--- start ---

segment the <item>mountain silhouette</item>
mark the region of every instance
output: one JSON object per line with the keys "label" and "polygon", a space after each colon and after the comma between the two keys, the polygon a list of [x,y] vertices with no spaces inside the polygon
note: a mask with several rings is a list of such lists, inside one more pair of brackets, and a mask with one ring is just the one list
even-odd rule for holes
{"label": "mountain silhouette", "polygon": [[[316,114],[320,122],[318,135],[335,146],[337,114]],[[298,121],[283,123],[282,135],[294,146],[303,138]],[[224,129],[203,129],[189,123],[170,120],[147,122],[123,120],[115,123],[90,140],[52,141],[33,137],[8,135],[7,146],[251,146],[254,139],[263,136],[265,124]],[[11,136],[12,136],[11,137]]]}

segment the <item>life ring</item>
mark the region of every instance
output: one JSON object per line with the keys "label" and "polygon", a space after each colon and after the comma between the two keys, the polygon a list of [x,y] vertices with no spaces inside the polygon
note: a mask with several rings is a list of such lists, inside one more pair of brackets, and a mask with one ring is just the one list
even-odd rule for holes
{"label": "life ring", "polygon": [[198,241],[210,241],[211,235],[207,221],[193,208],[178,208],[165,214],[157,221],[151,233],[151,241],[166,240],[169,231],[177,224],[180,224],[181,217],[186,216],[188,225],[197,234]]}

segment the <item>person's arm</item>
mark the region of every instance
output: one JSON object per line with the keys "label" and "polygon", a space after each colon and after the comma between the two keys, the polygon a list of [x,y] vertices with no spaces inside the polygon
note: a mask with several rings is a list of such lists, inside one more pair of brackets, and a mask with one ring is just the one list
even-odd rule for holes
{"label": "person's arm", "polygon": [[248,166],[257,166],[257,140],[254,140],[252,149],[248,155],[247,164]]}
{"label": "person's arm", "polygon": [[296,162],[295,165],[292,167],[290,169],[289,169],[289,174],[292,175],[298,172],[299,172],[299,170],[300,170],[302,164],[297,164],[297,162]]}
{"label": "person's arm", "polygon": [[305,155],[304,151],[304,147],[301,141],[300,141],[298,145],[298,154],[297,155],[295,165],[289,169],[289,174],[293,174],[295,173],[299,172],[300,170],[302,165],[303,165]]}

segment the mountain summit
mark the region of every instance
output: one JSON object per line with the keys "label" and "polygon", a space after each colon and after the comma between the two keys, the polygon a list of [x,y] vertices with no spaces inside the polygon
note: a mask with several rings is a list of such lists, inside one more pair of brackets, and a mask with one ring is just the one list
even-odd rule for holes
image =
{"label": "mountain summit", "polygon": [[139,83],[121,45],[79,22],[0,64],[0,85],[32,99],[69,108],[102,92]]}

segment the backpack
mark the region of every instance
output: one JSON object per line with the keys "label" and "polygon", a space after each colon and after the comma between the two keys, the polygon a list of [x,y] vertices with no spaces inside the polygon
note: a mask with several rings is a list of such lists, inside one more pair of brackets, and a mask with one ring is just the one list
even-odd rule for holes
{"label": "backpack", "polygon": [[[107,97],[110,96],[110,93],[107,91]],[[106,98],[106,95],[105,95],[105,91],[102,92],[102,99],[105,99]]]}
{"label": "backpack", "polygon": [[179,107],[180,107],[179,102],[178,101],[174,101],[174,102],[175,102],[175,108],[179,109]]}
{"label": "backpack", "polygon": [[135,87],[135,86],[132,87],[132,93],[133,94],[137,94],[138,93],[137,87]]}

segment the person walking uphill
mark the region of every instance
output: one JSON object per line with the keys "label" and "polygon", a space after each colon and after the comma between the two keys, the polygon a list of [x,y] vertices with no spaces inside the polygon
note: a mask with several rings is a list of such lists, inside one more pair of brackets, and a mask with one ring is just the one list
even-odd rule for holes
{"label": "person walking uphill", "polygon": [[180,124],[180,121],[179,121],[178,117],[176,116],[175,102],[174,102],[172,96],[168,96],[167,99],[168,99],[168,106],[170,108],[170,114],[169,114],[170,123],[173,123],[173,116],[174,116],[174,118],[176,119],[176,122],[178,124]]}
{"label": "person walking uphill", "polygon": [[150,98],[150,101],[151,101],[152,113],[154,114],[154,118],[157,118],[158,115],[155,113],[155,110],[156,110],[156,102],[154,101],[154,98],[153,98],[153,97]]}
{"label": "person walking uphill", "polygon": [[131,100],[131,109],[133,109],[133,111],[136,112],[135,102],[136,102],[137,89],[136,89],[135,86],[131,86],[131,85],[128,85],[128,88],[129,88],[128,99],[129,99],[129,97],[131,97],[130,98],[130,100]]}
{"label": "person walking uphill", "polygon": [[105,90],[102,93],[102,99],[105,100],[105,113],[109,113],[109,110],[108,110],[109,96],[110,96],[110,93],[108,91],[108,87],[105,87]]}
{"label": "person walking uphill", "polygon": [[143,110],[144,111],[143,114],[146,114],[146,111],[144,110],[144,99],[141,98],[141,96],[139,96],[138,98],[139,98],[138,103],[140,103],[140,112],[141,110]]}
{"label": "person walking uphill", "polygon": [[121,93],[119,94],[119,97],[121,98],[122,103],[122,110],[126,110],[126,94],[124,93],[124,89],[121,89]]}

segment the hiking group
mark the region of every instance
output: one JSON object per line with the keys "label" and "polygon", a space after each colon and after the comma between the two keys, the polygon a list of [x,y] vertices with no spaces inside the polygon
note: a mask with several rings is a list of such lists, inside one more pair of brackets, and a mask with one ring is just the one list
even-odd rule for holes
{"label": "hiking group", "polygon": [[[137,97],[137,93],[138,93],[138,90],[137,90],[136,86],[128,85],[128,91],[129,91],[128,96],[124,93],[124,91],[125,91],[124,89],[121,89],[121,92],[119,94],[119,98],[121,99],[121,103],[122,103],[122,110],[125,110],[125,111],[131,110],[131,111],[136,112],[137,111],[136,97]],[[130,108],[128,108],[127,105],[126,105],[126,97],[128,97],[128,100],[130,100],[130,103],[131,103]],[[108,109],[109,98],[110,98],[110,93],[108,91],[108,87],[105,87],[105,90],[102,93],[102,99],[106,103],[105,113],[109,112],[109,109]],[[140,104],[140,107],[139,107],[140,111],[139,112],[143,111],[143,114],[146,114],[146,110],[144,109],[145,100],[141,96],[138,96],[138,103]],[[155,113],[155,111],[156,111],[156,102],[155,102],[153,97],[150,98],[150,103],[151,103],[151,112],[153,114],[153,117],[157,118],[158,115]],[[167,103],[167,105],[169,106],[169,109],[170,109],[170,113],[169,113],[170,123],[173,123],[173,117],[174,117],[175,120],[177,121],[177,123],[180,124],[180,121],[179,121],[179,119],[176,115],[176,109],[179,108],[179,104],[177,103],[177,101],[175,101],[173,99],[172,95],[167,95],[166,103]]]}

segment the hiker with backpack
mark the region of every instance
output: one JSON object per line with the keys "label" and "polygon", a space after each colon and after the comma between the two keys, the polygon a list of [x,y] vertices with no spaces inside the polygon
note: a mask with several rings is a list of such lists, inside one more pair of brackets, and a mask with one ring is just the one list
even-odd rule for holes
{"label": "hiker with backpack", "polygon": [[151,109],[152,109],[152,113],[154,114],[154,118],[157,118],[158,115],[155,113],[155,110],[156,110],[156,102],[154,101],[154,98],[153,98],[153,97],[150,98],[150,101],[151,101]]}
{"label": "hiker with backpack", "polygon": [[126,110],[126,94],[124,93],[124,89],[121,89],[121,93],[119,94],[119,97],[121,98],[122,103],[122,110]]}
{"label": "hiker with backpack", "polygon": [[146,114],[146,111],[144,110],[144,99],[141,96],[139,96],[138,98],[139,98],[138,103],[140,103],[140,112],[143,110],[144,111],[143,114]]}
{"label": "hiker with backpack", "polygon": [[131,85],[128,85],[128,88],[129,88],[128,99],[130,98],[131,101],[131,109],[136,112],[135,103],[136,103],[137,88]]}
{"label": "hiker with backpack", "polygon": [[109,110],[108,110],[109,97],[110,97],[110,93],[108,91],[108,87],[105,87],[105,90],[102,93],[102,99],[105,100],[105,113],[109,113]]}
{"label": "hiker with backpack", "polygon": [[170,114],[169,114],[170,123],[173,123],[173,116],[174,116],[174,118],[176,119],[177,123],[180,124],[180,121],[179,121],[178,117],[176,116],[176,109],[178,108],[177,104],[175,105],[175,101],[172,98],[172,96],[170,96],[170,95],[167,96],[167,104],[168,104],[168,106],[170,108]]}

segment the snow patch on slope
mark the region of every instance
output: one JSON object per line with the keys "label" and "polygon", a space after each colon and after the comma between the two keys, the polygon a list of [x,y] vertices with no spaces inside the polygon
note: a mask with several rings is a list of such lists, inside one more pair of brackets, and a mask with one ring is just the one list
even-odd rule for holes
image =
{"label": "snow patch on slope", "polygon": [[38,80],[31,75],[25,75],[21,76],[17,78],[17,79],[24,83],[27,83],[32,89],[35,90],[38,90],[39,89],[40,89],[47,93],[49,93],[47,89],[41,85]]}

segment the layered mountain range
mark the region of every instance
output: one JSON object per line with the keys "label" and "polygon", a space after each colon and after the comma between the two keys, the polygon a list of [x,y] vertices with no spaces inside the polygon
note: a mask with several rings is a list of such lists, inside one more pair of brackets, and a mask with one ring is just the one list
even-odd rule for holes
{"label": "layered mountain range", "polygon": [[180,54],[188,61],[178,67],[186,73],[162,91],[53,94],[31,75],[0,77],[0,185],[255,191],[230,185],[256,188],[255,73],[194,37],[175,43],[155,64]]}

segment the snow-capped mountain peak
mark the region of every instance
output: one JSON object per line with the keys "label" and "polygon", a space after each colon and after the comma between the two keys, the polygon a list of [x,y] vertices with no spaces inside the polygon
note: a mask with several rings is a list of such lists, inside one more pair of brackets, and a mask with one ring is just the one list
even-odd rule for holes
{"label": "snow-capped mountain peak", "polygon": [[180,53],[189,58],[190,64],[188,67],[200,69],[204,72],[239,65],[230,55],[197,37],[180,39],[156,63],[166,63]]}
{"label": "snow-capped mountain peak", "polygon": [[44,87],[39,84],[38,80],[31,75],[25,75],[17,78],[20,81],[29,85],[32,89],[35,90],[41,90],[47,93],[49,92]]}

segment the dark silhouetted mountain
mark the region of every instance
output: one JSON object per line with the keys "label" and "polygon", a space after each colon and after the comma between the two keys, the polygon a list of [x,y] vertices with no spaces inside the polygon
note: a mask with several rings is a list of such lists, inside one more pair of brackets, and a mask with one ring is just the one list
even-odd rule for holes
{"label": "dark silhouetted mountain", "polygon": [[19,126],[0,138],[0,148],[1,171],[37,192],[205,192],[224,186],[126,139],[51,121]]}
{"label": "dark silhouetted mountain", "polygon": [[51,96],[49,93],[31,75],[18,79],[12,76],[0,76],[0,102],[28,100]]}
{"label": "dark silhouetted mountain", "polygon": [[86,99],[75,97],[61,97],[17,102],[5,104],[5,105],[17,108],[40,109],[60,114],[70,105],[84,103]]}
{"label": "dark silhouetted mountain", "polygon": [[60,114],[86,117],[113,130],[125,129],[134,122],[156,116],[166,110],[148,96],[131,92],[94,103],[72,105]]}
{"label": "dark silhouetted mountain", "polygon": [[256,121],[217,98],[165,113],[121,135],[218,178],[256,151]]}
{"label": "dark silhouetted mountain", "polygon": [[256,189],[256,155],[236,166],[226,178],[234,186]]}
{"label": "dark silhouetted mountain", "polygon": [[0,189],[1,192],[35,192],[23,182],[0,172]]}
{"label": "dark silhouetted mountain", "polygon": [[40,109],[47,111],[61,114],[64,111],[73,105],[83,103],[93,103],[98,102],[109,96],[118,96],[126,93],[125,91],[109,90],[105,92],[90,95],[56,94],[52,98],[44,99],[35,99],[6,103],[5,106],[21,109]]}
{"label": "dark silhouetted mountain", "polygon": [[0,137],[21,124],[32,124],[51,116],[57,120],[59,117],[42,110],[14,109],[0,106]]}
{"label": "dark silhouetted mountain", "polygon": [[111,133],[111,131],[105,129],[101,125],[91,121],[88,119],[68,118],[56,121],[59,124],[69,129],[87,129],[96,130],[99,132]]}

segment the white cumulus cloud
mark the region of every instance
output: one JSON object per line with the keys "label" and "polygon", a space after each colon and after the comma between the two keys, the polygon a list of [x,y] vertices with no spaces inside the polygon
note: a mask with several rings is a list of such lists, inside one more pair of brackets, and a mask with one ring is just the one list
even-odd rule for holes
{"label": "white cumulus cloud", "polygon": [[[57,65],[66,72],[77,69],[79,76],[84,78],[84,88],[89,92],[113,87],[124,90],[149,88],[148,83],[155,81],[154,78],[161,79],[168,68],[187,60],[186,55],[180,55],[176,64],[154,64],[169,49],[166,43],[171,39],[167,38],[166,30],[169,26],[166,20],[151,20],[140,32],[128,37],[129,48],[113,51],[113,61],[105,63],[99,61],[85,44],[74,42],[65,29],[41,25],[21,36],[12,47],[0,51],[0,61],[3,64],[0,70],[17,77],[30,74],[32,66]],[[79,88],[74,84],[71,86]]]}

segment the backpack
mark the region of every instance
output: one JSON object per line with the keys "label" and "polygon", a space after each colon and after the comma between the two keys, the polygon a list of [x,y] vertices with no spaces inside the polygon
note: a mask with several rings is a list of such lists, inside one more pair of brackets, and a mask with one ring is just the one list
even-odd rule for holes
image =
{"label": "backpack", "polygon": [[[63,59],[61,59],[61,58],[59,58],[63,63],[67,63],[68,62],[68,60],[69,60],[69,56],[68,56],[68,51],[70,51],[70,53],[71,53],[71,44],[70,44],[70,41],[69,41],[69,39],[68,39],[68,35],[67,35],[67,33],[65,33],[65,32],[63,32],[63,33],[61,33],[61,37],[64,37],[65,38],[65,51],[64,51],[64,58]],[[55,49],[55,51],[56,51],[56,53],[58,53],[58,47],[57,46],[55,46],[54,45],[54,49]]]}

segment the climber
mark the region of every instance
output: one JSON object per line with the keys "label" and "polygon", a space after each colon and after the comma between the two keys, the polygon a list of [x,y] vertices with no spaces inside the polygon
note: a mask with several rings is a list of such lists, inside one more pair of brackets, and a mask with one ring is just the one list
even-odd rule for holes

--- end ---

Give the stretch of the records from the line containing "segment the climber" through the last line as a JSON list of strings, one string per line, with blank lines left out.

[
  "segment the climber",
  "mark the region of every instance",
  "output: one JSON object per line with the keys \"label\" and \"polygon\", a space after each colon and after the comma between the two keys, the polygon a list of [x,y] vertices with no spaces inside the polygon",
  "note: a mask with several rings is a list of such lists, inside one more pair of brackets, and a mask with one ring is just the one list",
  "even-odd rule for holes"
]